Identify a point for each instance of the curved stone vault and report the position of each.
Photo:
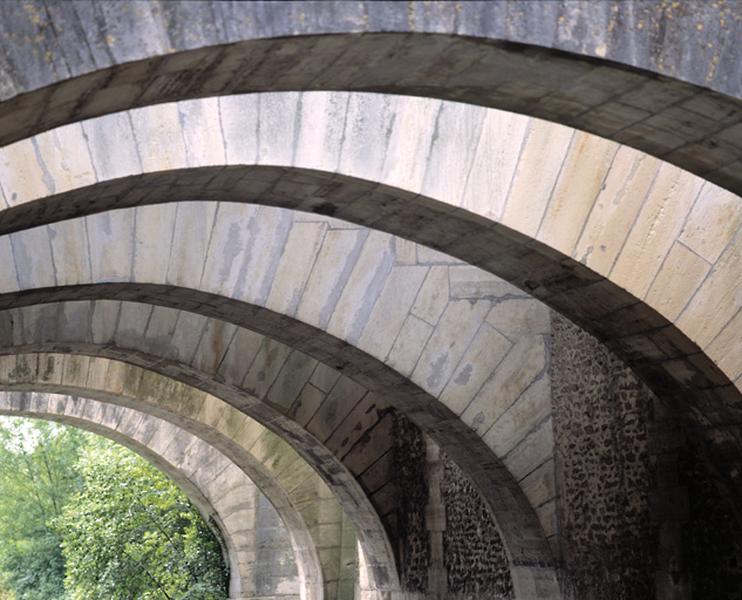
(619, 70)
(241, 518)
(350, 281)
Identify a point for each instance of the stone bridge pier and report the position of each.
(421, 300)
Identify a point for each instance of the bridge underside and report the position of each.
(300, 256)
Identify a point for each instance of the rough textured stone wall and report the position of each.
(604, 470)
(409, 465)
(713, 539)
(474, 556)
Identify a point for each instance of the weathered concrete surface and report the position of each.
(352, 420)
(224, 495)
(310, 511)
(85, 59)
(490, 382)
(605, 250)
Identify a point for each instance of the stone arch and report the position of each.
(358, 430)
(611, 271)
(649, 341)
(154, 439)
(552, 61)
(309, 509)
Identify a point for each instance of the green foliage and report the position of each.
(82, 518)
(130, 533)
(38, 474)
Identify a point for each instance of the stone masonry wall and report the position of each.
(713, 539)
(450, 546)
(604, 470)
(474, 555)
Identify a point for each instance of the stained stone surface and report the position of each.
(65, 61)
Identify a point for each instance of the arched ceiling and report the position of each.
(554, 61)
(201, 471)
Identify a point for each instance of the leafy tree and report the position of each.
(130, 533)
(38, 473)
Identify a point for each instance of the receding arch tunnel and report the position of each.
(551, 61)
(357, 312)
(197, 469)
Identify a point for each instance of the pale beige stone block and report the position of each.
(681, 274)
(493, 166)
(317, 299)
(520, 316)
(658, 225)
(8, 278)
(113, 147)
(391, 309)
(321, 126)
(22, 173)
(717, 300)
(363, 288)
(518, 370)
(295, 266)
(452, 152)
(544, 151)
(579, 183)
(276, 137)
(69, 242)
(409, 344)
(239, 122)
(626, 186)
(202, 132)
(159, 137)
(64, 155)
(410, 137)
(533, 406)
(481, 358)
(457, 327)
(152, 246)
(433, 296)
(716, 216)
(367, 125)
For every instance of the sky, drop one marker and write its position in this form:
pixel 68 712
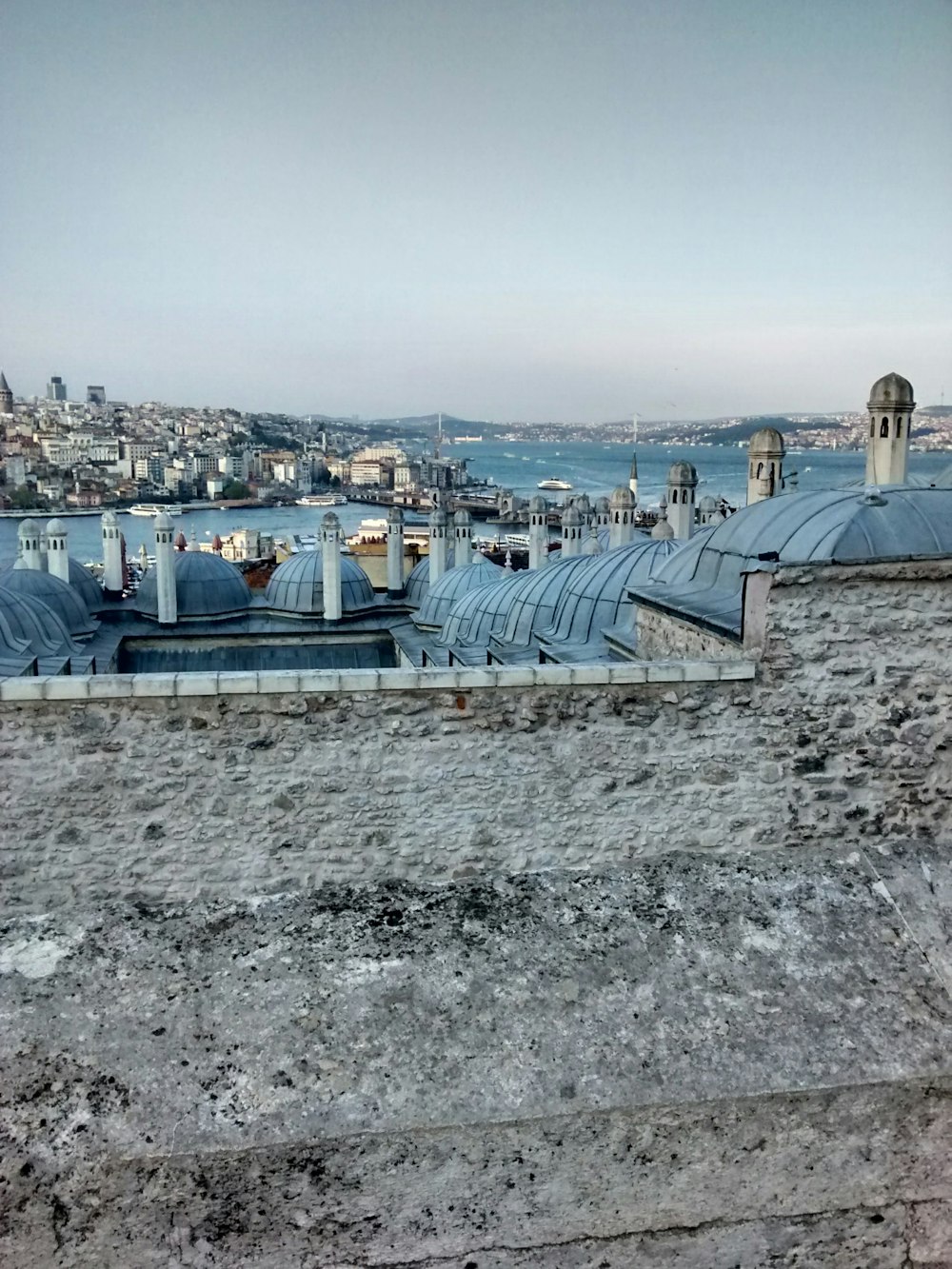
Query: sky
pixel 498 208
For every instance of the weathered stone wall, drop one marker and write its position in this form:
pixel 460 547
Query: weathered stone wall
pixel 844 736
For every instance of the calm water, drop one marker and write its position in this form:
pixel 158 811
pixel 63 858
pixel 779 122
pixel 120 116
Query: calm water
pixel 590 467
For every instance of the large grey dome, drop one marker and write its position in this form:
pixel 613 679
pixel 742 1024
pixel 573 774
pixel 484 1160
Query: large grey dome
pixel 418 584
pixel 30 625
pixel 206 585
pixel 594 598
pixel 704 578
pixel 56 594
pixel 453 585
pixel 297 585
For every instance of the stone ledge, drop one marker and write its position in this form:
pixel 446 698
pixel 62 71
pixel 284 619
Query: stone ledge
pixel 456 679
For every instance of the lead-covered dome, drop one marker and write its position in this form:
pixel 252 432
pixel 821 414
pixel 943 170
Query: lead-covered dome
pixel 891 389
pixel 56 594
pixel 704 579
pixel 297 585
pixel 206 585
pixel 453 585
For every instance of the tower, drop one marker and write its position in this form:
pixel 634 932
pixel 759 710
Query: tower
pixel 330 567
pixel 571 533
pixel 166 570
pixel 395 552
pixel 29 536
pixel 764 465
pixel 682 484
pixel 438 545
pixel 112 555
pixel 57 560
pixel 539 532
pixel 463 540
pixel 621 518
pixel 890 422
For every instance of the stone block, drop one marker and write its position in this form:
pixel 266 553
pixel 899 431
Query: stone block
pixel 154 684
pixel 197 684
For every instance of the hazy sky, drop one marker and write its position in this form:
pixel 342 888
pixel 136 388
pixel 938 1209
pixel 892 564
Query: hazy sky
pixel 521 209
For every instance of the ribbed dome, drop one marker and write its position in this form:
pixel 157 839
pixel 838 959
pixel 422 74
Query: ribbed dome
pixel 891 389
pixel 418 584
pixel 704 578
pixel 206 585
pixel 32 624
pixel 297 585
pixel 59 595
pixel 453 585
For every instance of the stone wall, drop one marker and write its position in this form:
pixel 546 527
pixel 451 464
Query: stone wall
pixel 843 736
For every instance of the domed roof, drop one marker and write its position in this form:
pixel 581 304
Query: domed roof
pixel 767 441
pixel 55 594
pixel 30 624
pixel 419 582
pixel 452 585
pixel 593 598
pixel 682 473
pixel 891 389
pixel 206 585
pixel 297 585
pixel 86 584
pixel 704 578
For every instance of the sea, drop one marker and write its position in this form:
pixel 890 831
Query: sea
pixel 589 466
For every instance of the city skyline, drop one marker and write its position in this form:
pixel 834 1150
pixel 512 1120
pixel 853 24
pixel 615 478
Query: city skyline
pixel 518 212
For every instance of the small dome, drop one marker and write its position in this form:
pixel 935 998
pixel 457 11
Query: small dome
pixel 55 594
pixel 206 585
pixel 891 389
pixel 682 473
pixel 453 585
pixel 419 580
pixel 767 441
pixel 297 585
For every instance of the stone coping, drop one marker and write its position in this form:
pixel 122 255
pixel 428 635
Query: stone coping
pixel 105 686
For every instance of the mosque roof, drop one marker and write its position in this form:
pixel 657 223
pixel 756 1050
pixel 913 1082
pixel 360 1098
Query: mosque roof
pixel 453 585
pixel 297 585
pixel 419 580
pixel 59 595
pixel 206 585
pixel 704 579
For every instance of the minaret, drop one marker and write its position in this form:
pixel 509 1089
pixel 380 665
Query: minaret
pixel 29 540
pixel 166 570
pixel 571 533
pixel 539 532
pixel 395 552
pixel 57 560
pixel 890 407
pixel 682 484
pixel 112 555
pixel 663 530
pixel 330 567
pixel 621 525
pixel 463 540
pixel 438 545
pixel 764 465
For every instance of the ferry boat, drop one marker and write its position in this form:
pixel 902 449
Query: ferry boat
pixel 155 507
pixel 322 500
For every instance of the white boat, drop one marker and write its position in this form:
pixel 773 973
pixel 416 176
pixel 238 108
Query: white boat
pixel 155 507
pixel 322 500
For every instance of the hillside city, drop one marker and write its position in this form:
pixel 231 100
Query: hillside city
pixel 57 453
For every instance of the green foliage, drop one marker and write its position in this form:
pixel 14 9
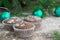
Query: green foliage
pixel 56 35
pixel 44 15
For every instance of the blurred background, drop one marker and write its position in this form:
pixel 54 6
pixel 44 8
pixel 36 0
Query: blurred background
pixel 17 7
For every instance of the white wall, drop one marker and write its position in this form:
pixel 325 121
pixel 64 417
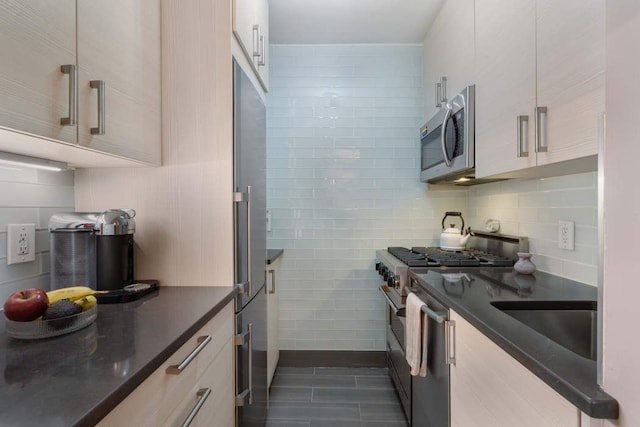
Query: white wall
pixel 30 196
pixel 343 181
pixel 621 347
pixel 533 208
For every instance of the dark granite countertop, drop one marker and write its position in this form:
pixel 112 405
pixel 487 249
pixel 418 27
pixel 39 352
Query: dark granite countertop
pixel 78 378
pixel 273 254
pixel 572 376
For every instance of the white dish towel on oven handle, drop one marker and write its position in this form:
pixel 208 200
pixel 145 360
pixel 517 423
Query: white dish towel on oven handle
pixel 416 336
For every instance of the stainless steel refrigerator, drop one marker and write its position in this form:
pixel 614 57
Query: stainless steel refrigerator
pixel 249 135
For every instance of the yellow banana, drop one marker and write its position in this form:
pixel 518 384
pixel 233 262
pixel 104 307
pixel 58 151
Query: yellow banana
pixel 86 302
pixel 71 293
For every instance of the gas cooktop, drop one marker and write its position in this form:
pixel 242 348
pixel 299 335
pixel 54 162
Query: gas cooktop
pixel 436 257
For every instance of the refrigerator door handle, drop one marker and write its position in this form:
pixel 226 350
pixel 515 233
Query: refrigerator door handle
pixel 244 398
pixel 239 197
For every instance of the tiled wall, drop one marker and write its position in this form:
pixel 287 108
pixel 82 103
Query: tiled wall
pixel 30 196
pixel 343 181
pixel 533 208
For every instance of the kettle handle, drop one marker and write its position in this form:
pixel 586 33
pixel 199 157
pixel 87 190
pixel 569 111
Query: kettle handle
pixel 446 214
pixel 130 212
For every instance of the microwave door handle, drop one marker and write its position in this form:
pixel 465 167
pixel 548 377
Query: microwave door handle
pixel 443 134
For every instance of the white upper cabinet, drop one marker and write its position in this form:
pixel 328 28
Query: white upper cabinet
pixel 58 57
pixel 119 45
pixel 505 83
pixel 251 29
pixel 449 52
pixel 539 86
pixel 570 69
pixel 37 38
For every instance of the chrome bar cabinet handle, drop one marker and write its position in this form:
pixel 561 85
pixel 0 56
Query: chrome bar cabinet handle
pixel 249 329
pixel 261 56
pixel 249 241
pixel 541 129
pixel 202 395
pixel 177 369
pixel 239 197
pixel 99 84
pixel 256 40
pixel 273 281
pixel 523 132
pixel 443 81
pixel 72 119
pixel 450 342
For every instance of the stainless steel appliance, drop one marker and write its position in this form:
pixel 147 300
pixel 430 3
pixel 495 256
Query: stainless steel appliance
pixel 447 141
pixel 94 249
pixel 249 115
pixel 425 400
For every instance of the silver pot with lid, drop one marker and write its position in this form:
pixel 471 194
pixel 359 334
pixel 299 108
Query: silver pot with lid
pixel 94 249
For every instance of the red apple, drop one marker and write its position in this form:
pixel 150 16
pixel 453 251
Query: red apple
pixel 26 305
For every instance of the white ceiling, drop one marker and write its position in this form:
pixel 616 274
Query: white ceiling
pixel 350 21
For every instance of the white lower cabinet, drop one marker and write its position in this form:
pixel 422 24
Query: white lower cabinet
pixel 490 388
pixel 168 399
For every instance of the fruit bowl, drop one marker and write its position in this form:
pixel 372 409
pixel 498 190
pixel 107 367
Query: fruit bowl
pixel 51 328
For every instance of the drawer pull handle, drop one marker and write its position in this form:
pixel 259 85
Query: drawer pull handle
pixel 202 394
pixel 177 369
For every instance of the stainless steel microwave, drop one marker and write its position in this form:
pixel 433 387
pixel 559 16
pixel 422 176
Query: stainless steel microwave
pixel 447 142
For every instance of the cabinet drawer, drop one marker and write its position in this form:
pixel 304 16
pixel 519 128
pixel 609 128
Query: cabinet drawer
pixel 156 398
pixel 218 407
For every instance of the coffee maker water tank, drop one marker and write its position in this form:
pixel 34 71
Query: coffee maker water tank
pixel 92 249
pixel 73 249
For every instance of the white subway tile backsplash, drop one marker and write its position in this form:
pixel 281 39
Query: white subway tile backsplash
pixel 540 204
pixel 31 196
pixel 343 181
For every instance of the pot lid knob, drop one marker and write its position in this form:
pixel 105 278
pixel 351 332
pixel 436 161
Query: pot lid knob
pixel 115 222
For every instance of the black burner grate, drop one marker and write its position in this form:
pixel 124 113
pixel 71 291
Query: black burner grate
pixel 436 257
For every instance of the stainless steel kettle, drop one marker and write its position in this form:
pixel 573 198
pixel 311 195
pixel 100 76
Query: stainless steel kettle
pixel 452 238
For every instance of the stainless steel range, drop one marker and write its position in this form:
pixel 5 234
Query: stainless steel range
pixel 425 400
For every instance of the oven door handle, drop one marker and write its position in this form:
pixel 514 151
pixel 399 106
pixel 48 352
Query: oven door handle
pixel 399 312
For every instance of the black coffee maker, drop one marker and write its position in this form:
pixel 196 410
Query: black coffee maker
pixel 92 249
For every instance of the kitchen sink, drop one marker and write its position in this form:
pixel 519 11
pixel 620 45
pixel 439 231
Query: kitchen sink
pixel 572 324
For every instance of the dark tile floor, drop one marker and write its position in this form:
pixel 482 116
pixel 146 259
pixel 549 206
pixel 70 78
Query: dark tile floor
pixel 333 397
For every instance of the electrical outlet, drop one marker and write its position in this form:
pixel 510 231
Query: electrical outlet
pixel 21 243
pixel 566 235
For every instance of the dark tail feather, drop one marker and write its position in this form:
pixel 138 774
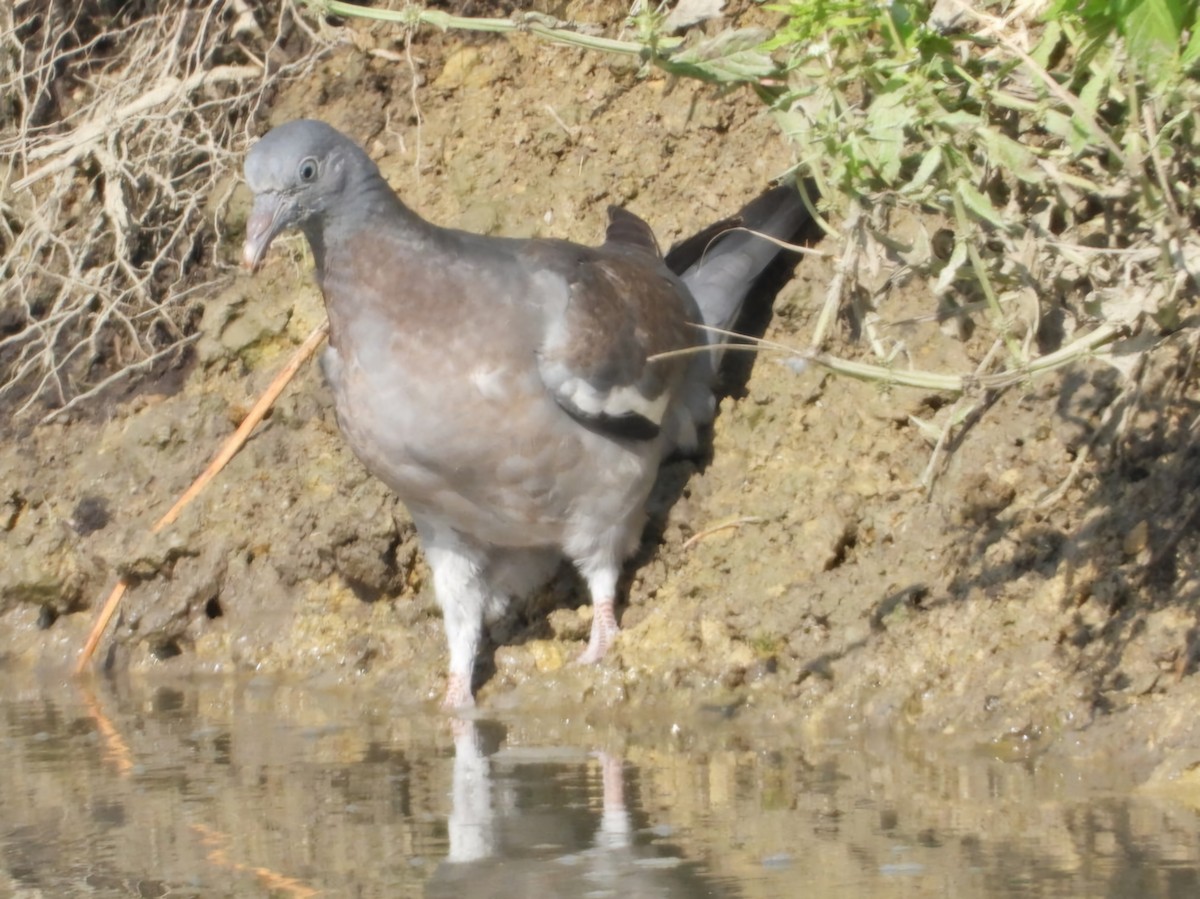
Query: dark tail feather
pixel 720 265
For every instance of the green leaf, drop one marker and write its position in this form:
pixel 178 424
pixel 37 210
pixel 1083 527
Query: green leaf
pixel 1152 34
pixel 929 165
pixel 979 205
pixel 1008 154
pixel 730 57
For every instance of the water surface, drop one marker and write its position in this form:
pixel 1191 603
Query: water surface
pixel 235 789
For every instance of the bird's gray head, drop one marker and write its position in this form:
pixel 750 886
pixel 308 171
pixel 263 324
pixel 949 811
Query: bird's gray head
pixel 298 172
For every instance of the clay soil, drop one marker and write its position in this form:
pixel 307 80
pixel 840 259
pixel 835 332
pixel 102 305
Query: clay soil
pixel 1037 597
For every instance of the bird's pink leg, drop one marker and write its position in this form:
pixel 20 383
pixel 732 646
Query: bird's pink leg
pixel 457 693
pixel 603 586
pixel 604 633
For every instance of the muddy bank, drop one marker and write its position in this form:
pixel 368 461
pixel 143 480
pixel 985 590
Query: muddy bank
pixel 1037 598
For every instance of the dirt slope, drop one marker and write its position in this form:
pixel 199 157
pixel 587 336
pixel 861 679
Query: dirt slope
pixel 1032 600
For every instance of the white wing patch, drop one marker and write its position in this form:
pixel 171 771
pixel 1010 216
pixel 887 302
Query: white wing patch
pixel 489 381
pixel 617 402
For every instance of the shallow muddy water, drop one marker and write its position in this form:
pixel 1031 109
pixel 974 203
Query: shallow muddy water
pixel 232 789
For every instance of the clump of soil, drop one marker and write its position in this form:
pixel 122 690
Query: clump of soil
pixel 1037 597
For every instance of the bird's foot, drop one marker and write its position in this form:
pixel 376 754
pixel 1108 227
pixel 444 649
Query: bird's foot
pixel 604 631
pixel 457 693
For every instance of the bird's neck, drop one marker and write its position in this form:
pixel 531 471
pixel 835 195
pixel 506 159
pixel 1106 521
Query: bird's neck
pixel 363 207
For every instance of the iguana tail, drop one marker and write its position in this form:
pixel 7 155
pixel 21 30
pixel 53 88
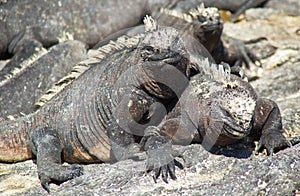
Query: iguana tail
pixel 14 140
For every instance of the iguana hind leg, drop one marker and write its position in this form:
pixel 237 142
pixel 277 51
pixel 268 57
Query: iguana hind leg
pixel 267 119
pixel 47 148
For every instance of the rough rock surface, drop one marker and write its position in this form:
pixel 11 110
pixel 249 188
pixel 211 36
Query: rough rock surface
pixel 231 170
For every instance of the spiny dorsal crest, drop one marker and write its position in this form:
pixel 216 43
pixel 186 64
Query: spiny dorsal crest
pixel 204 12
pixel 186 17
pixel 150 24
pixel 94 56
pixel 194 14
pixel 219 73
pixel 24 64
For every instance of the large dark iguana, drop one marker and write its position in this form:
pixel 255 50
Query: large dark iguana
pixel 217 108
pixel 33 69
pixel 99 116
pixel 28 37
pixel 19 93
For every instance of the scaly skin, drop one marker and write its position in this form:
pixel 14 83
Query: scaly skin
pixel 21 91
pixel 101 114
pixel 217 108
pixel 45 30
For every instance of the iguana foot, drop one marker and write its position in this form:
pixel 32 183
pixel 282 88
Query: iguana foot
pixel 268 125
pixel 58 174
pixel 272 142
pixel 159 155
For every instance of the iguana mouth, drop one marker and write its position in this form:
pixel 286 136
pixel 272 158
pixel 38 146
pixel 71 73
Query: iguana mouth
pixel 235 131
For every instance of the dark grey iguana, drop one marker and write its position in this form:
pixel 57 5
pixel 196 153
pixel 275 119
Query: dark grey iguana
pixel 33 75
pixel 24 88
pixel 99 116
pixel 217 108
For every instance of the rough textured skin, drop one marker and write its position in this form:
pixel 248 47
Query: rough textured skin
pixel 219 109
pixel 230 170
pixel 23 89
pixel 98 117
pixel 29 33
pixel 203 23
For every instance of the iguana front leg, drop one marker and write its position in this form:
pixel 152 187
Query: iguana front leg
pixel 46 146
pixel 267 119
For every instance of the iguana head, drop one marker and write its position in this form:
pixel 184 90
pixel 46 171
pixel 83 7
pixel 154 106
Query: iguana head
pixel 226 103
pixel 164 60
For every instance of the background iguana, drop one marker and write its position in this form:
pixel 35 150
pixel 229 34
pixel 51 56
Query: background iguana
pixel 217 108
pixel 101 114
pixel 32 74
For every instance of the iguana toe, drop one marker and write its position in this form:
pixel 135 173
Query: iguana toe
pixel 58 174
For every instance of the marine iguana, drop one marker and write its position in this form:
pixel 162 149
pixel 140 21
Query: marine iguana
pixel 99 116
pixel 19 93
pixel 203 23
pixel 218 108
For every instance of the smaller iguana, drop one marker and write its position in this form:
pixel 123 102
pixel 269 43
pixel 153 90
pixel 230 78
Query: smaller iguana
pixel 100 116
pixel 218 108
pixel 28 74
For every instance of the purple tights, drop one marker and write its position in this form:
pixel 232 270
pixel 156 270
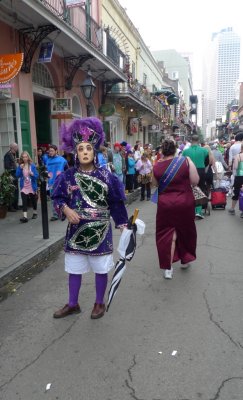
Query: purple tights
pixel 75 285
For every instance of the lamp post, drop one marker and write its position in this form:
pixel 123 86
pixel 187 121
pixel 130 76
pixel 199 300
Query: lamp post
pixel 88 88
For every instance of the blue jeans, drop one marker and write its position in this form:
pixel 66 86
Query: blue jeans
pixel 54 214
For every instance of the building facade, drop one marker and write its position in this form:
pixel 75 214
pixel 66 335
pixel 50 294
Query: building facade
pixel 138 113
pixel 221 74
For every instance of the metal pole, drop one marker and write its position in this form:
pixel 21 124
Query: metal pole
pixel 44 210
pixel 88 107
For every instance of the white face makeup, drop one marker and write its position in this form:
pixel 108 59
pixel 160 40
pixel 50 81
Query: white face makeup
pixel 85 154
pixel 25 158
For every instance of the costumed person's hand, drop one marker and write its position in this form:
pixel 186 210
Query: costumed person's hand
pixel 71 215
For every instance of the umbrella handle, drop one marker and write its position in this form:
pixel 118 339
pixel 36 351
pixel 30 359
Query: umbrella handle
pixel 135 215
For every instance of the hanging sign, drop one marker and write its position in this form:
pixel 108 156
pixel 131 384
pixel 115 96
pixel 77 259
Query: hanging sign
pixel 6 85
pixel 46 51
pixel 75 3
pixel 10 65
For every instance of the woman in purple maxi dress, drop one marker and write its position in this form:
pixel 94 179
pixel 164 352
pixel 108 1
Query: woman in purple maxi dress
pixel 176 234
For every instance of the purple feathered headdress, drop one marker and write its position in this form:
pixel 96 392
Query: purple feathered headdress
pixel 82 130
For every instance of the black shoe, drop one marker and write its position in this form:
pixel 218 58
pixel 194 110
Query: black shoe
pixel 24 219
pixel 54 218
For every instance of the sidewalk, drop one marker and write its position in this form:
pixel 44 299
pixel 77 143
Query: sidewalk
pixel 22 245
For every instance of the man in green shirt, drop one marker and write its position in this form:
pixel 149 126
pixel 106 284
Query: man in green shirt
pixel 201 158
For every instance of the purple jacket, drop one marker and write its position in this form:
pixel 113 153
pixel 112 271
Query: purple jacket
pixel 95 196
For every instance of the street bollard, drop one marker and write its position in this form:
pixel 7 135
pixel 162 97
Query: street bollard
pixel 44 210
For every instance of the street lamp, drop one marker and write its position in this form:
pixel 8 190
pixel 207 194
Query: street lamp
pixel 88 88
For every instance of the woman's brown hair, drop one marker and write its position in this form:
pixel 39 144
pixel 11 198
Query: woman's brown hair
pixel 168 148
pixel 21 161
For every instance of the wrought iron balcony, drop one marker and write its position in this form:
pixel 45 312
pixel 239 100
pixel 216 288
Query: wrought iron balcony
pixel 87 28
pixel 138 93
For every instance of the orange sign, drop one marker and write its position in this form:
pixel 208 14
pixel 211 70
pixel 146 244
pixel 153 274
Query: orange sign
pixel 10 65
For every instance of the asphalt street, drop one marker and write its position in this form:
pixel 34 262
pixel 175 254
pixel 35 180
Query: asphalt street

_ _ _ _

TASK BRIEF: Copy the lines of the material from the line containing "For every instance of the water" through the line containing "pixel 232 789", with both of those lines included and every character unchanged.

REPLY TO THE EXERCISE:
For every instance of the water surface, drop one marker and write its position in this form:
pixel 1191 603
Query: water surface
pixel 235 789
For every instance of the bird's gray head, drop one marker and write its position in this form:
pixel 750 886
pixel 308 171
pixel 263 324
pixel 949 811
Query: bird's gray head
pixel 298 172
For every instance of the clay soil, drop one marker and write its position in this form:
pixel 307 80
pixel 840 259
pixel 835 332
pixel 102 305
Query: clay soil
pixel 1037 597
For every instance of the bird's pink leg, drop one marker and write its position in this form:
pixel 20 383
pixel 732 646
Query: bird's pink leg
pixel 457 693
pixel 603 586
pixel 604 633
For every instance of the muddy bank, drop one marker and write its position in this form:
pixel 368 461
pixel 143 480
pixel 985 590
Query: muddy bank
pixel 1037 598
For every instance of the dirt slope, drop one marker and write its position in this form:
pixel 199 157
pixel 587 336
pixel 861 679
Query: dirt slope
pixel 1032 600
For every instance of the white wing patch, drop one marker and write its position in this form:
pixel 171 771
pixel 1010 216
pixel 887 302
Query: white wing patch
pixel 489 381
pixel 617 402
For every instance of the shallow muddy water, drop one marker and write its position in this form:
pixel 1031 109
pixel 974 203
Query: shallow muddy water
pixel 232 789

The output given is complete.